* _Written task_
Write out every line of the rows below again, with each coordinate in the answers moved by -100.

* _Listed records_
....
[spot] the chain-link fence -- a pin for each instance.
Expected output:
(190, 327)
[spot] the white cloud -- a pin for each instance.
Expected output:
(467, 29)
....
* _Exercise output_
[spot] the chain-link fence -- a pin for each instance.
Expected output:
(90, 227)
[spot] the white cloud -- a pin for each instance.
Expected output:
(367, -71)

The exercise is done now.